Stored dataset items:
◆ ◆ ◆

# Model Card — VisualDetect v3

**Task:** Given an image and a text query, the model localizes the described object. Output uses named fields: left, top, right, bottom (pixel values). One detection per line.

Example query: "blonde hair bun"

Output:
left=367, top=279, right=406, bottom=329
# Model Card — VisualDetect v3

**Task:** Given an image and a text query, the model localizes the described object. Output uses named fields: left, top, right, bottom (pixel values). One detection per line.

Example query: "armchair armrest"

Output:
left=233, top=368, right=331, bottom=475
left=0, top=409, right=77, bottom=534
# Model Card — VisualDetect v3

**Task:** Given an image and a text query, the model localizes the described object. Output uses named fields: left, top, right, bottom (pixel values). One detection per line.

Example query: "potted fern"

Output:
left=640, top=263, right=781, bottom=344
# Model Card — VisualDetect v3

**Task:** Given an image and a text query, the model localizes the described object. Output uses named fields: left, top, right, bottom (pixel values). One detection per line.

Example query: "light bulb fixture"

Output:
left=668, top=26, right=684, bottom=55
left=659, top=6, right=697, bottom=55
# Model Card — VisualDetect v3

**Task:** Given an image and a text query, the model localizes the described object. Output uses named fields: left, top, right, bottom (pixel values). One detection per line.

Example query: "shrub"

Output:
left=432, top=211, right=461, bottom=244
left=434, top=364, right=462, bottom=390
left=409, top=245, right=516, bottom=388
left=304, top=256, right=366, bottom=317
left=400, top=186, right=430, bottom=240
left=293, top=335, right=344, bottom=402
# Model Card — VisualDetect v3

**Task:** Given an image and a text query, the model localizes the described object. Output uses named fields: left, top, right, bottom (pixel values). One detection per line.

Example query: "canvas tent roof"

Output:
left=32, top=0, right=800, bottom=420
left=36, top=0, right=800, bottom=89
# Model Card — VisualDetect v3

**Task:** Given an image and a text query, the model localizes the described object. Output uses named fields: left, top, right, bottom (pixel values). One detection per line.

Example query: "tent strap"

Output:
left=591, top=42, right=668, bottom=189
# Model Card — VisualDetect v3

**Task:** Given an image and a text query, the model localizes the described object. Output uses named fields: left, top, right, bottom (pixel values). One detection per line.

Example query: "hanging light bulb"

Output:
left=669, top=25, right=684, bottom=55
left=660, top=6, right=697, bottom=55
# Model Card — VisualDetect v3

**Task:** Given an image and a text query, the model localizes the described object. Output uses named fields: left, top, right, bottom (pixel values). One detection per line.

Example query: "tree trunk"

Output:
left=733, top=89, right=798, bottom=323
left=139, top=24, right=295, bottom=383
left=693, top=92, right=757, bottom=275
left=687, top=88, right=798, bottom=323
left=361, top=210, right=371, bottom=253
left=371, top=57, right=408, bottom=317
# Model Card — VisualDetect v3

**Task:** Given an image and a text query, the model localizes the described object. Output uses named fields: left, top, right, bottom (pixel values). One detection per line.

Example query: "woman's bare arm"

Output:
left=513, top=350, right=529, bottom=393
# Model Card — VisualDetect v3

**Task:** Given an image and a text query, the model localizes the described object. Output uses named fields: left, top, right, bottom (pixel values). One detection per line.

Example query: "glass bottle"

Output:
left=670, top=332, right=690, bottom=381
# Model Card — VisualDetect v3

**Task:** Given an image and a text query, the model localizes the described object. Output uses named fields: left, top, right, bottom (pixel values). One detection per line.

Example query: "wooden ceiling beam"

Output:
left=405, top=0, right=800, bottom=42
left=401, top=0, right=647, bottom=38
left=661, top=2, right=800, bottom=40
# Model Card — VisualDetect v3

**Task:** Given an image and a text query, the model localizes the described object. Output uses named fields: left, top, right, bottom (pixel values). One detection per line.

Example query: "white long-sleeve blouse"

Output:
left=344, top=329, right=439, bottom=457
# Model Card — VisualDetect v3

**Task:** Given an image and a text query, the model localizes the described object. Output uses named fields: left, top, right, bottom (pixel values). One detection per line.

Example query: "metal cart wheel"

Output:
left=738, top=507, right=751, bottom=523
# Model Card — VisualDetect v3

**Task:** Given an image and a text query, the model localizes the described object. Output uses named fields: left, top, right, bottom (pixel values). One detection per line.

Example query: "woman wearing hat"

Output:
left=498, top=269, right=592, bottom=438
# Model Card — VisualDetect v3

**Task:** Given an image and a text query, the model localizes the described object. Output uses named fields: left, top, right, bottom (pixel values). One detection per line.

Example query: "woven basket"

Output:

◆ ◆ ◆

For the records above, state the number of lines that contain "tent", and provide nothing further.

2